Exercise objective »
Transcribe the part of the seminar blog post starting with "All this has" and going on through "warming. Seriously exciting.".

Text block »
I am really excited for Monday’s Connected Courses webinar on “Social Capital” and the value of a “personal learning network.” The resources are already helpful, but I am looking forward to hearing how other faculty members have actually mentored students through this process.
I set up the course I’m connecting with Connected Courses as my first giant leap into this kind of teaching. The course, as I’ve said elsewhere, is an interdisciplinary seminar designed to launch students into designing their own educational path (ie: self-designed major). As I conceptualized the course last summer, its key purpose became clear to me:
provide a semester-length structure through which students with widely various–and often quite undefined–interests can define their interests for themselves by discovering role models and mentors both on campus and off.
We began the semester by reading essays on how people learn NOW, in the age of Google voice searches on every smartphone and Wikipedia and Yelp and Youtube. Alongside those theoretical readings, students discussed where they personally learn, from whom, and how they learn best. We also spent a week becoming aware of our own digital practices, and whether we were satisfied by our own individual attention management. Many of these ideas came from Howard Rheingold’s Net Smart, and from Cathy Davidson’s Now You See It. I also borrowed liberally from Jade Davis’s work about teaching students about privacy on social media.
All this has been going well. Very well. Students seem engaged in the class. They arrive having done the reading (!) They hotly debate questions about social media use, privacy, online identity (real name or pseudonym), whether devices should be allowed during seminar classes, whether colleges should continue to require “breadth” courses or allow immediate specialization, etc. They are invested in the class discussions. Members of the class keep commenting that “this is the first time I’ve been allowed to think about ______ in school.” That is heart warming. Seriously exciting.
I’ve also been asking them to be full co-teachers. We just spent a class period coming up with the criteria for their blog posts. Students post blog assignments about once a week on Medium. We decided on the criteria for “excellent” posts, which will be added into the class collection. Additionally, after reading an essay on networked learning (the basis for the syllabus structure), I asked them to spend a class period discussing WHETHER this approach can really work for us as a class, and how or what to do instead.

Records provided »
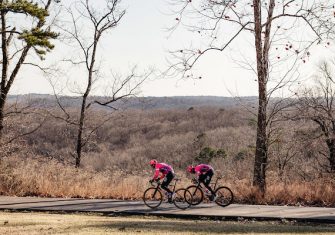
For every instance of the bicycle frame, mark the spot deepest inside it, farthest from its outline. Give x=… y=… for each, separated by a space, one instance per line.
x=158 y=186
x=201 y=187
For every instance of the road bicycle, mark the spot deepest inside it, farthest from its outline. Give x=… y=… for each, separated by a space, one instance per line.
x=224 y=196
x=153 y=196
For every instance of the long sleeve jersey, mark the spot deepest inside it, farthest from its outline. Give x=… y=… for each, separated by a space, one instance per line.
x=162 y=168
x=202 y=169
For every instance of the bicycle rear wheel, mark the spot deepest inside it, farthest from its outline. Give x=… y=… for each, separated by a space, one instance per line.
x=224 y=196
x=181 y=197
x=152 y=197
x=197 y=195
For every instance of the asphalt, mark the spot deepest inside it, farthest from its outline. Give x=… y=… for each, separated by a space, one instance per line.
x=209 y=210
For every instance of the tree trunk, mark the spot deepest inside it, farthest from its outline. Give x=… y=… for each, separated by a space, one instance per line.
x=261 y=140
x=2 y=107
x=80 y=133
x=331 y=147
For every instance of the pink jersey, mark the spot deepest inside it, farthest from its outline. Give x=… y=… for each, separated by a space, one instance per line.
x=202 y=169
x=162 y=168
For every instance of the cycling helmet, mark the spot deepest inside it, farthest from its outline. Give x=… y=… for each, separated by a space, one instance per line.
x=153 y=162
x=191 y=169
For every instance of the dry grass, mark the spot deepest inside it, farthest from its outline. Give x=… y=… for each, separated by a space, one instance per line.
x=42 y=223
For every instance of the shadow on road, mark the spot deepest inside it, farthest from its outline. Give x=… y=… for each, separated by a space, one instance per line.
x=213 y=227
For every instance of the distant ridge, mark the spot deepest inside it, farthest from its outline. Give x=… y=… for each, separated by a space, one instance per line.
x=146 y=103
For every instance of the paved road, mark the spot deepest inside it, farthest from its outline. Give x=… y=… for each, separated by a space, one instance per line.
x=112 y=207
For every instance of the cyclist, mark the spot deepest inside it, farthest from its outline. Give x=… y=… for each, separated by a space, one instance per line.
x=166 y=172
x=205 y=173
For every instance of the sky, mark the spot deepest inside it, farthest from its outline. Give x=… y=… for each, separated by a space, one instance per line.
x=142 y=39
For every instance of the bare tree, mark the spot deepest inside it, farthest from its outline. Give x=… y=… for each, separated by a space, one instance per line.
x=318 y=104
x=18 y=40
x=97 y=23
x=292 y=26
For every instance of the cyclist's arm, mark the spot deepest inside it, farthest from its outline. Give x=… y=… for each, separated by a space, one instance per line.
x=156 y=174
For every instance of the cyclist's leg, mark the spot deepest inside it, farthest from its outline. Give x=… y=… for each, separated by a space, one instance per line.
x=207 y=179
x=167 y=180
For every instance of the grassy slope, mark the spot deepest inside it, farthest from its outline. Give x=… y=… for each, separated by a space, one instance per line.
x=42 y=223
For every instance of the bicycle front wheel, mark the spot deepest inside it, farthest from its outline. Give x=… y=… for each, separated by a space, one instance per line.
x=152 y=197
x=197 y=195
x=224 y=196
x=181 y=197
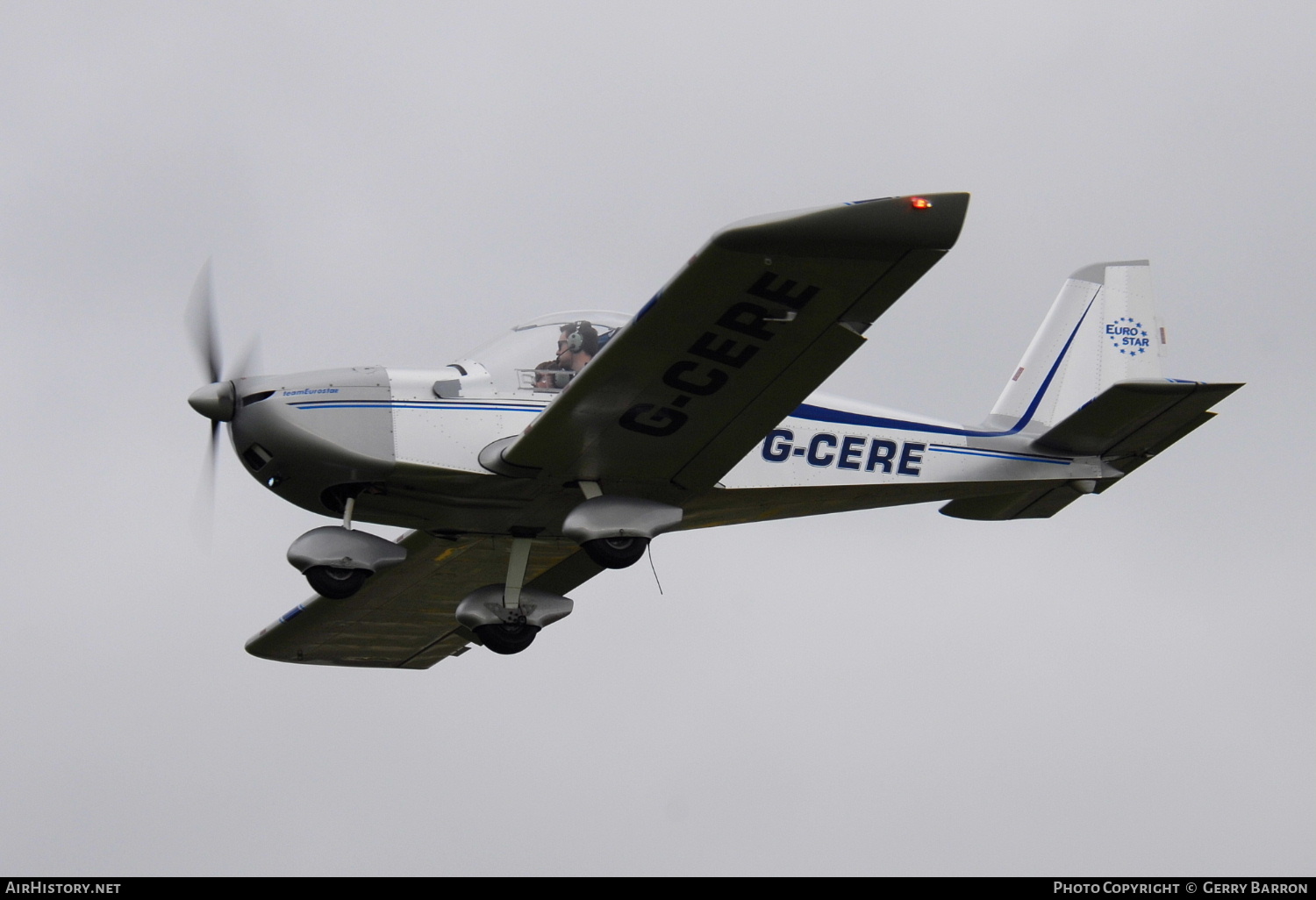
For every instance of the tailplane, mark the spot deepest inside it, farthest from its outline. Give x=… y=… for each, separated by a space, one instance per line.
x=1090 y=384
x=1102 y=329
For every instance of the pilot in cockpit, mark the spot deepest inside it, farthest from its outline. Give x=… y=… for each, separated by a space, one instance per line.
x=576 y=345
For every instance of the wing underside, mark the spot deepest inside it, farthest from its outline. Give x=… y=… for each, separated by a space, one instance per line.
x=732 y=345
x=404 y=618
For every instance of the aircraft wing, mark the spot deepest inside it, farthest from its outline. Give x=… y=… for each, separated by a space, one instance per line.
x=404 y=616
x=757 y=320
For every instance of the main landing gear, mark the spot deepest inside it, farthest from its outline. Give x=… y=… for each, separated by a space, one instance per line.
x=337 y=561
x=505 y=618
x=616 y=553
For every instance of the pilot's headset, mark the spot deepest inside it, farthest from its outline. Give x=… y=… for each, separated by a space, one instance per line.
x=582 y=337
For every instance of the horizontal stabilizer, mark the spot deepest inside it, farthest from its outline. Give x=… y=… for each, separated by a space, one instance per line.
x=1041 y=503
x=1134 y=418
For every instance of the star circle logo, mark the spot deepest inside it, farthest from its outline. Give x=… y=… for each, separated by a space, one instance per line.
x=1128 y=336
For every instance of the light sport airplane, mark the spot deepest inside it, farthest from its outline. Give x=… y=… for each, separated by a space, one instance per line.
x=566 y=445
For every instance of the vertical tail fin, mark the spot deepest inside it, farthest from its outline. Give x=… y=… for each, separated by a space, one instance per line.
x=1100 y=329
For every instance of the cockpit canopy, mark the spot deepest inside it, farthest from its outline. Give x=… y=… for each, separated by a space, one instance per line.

Exercise output »
All this has been going well. Very well. Students seem engaged in the class. They arrive having done the reading (!) They hotly debate questions about social media use, privacy, online identity (real name or pseudonym), whether devices should be allowed during seminar classes, whether colleges should continue to require “breadth” courses or allow immediate specialization, etc. They are invested in the class discussions. Members of the class keep commenting that “this is the first time I’ve been allowed to think about ______ in school.” That is heart warming. Seriously exciting.